Rewrite the entries below, changing "pin" to "dot" wherever it occurs and keeping everything else the same. Leave the pictures out.

**Available data:**
* * * *

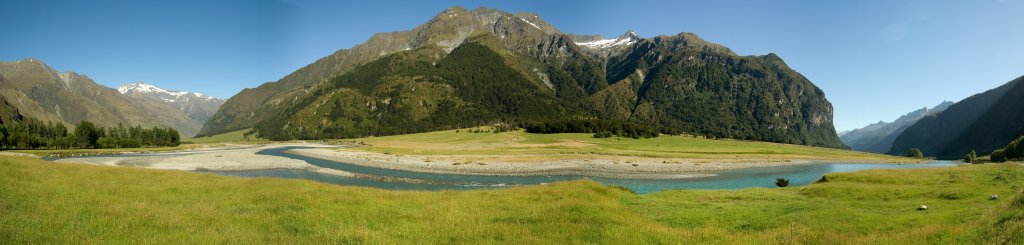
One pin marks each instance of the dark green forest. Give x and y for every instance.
(1013, 151)
(672, 85)
(31, 133)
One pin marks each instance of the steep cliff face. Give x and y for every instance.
(430, 78)
(982, 122)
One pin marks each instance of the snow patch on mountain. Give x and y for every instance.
(628, 39)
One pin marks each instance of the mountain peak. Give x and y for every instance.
(140, 88)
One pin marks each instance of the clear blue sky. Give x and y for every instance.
(876, 59)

* * * *

**Written answer:**
One dot marks each instance of the dark green forest. Give x and y for every instance.
(1013, 151)
(672, 85)
(31, 133)
One dot marks each instance of the steep cliff face. Give x and y for every instance.
(430, 78)
(982, 122)
One dot marks each instance of the snow patch on mountain. Give x and y for every instance.
(628, 39)
One dot marks each instance of the mountain peak. Give x and y for every instance.
(140, 88)
One dot marks each instance of the clear blue sky. Give x and y for every instance.
(876, 59)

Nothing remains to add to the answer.